LISTED RECORDS —
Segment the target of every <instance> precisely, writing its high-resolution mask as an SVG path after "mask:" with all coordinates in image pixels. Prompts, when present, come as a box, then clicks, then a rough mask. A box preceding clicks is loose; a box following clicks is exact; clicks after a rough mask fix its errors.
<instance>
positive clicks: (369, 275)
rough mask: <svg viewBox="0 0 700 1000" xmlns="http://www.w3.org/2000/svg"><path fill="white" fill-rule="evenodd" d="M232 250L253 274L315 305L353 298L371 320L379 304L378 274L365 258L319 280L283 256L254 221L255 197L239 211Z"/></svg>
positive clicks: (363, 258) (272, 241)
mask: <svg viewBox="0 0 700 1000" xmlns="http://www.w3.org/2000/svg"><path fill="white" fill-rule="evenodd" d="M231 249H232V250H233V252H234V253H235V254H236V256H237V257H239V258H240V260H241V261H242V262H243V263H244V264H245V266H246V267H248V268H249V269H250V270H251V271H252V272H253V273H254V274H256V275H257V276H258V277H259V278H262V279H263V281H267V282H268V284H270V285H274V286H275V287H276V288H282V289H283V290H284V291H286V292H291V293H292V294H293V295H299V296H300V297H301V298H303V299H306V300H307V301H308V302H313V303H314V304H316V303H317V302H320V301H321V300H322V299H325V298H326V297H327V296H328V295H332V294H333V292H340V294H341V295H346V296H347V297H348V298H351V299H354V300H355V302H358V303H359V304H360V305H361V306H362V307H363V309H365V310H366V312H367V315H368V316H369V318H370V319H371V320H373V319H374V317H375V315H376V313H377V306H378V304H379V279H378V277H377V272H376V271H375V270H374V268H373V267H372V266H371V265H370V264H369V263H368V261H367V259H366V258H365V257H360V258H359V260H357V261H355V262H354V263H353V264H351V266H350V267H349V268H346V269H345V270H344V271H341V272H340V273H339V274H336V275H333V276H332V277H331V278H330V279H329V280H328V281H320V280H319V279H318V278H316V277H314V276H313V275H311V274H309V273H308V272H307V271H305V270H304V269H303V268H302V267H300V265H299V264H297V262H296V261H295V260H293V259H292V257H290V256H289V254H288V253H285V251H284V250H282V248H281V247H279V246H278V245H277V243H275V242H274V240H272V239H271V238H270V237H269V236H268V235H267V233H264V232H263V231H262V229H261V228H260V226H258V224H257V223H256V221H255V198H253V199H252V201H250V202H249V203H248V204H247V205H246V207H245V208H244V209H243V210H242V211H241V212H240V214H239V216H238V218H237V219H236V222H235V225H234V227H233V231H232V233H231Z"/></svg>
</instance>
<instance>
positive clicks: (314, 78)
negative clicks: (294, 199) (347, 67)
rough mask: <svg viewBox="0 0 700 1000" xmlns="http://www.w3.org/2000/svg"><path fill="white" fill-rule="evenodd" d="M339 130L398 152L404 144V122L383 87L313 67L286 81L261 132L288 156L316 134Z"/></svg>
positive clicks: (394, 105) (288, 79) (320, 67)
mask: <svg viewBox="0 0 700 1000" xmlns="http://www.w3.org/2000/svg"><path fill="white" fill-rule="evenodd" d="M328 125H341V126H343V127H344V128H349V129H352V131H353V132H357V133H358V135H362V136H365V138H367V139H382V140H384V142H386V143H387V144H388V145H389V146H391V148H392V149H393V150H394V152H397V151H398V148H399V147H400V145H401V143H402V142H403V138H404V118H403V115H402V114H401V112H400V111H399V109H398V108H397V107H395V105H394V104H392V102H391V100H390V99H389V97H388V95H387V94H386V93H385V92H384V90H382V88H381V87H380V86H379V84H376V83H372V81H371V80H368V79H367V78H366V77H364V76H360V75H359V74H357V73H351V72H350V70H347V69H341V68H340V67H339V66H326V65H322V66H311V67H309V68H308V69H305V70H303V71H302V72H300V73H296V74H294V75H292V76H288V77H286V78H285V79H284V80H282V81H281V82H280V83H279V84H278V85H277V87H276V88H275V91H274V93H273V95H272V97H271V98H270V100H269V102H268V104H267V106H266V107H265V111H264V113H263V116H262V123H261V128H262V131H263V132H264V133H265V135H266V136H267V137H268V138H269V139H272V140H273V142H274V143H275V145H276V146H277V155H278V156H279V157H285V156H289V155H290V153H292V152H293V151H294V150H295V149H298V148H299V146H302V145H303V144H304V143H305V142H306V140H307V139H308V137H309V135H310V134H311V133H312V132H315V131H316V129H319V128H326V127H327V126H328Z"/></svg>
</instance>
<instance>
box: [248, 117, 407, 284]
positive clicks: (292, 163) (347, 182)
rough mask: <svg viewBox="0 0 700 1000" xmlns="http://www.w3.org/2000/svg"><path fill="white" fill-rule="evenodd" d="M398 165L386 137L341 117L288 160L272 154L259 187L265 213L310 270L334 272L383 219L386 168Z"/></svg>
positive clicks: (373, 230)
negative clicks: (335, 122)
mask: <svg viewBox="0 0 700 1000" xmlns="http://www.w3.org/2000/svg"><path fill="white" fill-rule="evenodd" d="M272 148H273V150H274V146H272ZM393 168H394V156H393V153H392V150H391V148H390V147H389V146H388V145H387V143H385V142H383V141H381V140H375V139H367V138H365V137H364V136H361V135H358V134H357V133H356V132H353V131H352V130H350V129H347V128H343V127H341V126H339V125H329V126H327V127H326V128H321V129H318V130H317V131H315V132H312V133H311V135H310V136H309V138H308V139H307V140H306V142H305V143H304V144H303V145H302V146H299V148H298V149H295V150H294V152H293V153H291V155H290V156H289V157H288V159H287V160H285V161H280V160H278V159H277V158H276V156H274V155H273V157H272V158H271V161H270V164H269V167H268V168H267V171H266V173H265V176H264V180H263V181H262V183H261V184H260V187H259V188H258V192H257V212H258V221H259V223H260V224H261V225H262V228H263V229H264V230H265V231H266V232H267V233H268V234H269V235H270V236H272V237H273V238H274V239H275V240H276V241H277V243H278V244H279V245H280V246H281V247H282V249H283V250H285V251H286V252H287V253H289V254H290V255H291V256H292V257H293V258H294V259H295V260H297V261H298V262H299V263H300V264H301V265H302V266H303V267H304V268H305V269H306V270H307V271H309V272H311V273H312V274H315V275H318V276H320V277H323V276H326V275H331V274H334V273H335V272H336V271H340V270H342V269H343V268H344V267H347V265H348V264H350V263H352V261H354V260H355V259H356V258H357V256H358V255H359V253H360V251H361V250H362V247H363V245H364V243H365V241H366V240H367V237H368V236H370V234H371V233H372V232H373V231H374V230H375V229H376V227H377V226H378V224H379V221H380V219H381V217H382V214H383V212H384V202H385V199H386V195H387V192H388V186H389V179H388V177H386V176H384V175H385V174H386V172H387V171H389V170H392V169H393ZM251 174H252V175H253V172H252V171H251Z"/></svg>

WHAT THE EXERCISE ASKS —
For each record above, give it again without a single change.

WRITTEN ANSWER —
Segment the target of every <instance> precisely, writing its high-resolution mask as an SVG path after "mask:" with all coordinates in image pixels. Prompts, when present, come as a box, then clicks, then a rough mask. A box preceding clicks is loose; a box following clicks is exact; clicks after a rough mask fix its errors.
<instance>
positive clicks: (369, 275)
rough mask: <svg viewBox="0 0 700 1000" xmlns="http://www.w3.org/2000/svg"><path fill="white" fill-rule="evenodd" d="M232 250L253 274L315 305L353 298L371 320L379 304L378 274L365 258L319 280L283 256L254 221L255 197L239 211Z"/></svg>
positive clicks: (363, 258) (272, 241)
mask: <svg viewBox="0 0 700 1000" xmlns="http://www.w3.org/2000/svg"><path fill="white" fill-rule="evenodd" d="M231 249H232V250H233V252H234V253H235V254H236V256H237V257H239V258H240V260H241V261H242V262H243V263H244V264H245V266H246V267H248V268H249V269H250V270H251V271H252V272H253V273H254V274H256V275H257V276H258V277H259V278H262V279H263V281H267V282H268V284H270V285H274V286H275V287H276V288H282V289H283V290H284V291H286V292H291V293H292V294H293V295H299V296H300V297H301V298H303V299H306V300H307V301H308V302H313V303H314V304H316V303H317V302H320V301H321V300H322V299H325V298H326V297H327V296H328V295H332V294H333V292H340V294H341V295H346V296H347V297H348V298H351V299H354V300H355V302H358V303H359V304H360V305H361V306H362V307H363V309H365V310H366V312H367V315H368V316H369V318H370V319H371V320H373V319H374V317H375V315H376V313H377V306H378V304H379V279H378V277H377V272H376V271H375V270H374V268H373V267H372V266H371V265H370V264H369V263H368V261H367V259H366V258H365V257H360V258H359V260H357V261H355V262H354V263H353V264H351V266H350V267H349V268H346V269H345V270H344V271H341V272H340V273H339V274H336V275H333V276H332V277H331V278H330V279H329V280H328V281H320V280H319V279H318V278H316V277H314V276H313V275H311V274H309V273H308V272H307V271H305V270H304V269H303V268H302V267H300V265H299V264H297V262H296V261H295V260H293V259H292V257H290V256H289V254H288V253H285V251H284V250H282V248H281V247H279V246H278V245H277V243H275V242H274V240H272V239H271V238H270V237H269V236H268V235H267V233H264V232H263V231H262V229H261V228H260V226H258V224H257V223H256V221H255V198H253V199H252V201H250V202H249V203H248V204H247V205H246V207H245V208H244V209H243V210H242V211H241V212H240V214H239V216H238V218H237V219H236V222H235V225H234V227H233V231H232V233H231Z"/></svg>
</instance>
<instance>
positive clicks: (314, 78)
negative clicks: (294, 199) (347, 67)
rough mask: <svg viewBox="0 0 700 1000" xmlns="http://www.w3.org/2000/svg"><path fill="white" fill-rule="evenodd" d="M339 130L398 152L404 144V122L383 87L313 67L286 81L261 132L288 156L316 134Z"/></svg>
positive clicks: (394, 105) (288, 79) (320, 67)
mask: <svg viewBox="0 0 700 1000" xmlns="http://www.w3.org/2000/svg"><path fill="white" fill-rule="evenodd" d="M328 125H341V126H343V127H344V128H349V129H352V131H353V132H357V133H358V135H362V136H365V138H367V139H382V140H384V142H386V143H387V144H388V145H389V146H391V148H392V149H393V150H394V152H397V151H398V148H399V147H400V145H401V143H402V142H403V138H404V118H403V115H402V114H401V112H400V111H399V109H398V108H397V107H395V105H394V104H392V102H391V100H390V99H389V97H388V95H387V94H386V93H385V92H384V90H382V88H381V87H380V86H379V84H376V83H372V81H371V80H368V79H367V78H366V77H364V76H360V75H359V74H357V73H351V72H350V70H347V69H341V68H340V67H339V66H326V65H322V66H311V67H309V68H308V69H305V70H303V71H302V72H300V73H296V74H294V75H292V76H288V77H286V78H285V79H284V80H282V81H281V82H280V83H279V84H278V85H277V87H276V88H275V91H274V93H273V95H272V97H271V98H270V100H269V102H268V104H267V106H266V107H265V111H264V113H263V116H262V123H261V128H262V131H263V132H264V133H265V135H266V136H267V137H268V138H269V139H272V140H273V142H274V143H275V145H276V146H277V155H278V156H279V157H285V156H289V155H290V153H292V152H293V151H294V150H295V149H298V148H299V146H302V145H303V144H304V143H305V142H306V140H307V139H308V137H309V135H310V134H311V133H312V132H315V131H316V129H319V128H326V127H327V126H328Z"/></svg>
</instance>
<instance>
box: [248, 117, 407, 284]
positive clicks: (292, 163) (347, 182)
rough mask: <svg viewBox="0 0 700 1000" xmlns="http://www.w3.org/2000/svg"><path fill="white" fill-rule="evenodd" d="M398 165L386 137L341 117L288 160L272 154L259 187L265 213L310 270L334 272L383 219L386 168Z"/></svg>
positive clicks: (373, 230)
negative clicks: (335, 122)
mask: <svg viewBox="0 0 700 1000" xmlns="http://www.w3.org/2000/svg"><path fill="white" fill-rule="evenodd" d="M272 148H273V150H274V146H272ZM393 168H394V156H393V153H392V150H391V148H390V147H389V146H388V145H387V143H385V142H383V141H381V140H375V139H367V138H365V137H364V136H361V135H358V134H357V133H356V132H353V131H352V130H350V129H347V128H343V127H341V126H339V125H329V126H327V127H326V128H321V129H318V130H317V131H315V132H312V133H311V135H310V136H309V138H308V139H307V140H306V142H305V143H304V144H303V145H302V146H299V148H298V149H295V150H294V152H293V153H291V155H290V156H289V157H288V159H287V160H285V161H280V160H278V159H277V158H276V156H274V155H273V157H272V158H271V161H270V164H269V167H268V168H267V171H266V173H265V176H264V180H263V181H262V183H261V184H260V187H259V188H258V192H257V212H258V221H259V223H260V224H261V225H262V228H263V229H264V230H265V231H266V232H267V233H268V234H269V235H270V236H272V237H273V238H274V239H275V240H276V241H277V243H278V244H279V245H280V246H281V247H282V249H283V250H285V251H286V252H287V253H289V254H290V255H291V256H292V257H293V258H294V259H295V260H297V261H298V262H299V263H300V264H301V265H302V266H303V267H304V268H305V269H306V270H307V271H309V272H311V273H312V274H315V275H318V276H320V277H323V276H326V275H331V274H334V273H335V272H336V271H340V270H342V269H343V268H344V267H347V265H348V264H350V263H352V261H354V260H355V259H356V258H357V256H358V255H359V253H360V251H361V250H362V247H363V245H364V243H365V241H366V240H367V237H368V236H370V234H371V233H372V232H373V231H374V230H375V229H376V227H377V226H378V224H379V221H380V219H381V217H382V214H383V212H384V202H385V199H386V195H387V192H388V186H389V179H388V177H386V176H384V175H385V174H386V172H387V171H389V170H392V169H393ZM251 174H252V175H253V172H252V171H251Z"/></svg>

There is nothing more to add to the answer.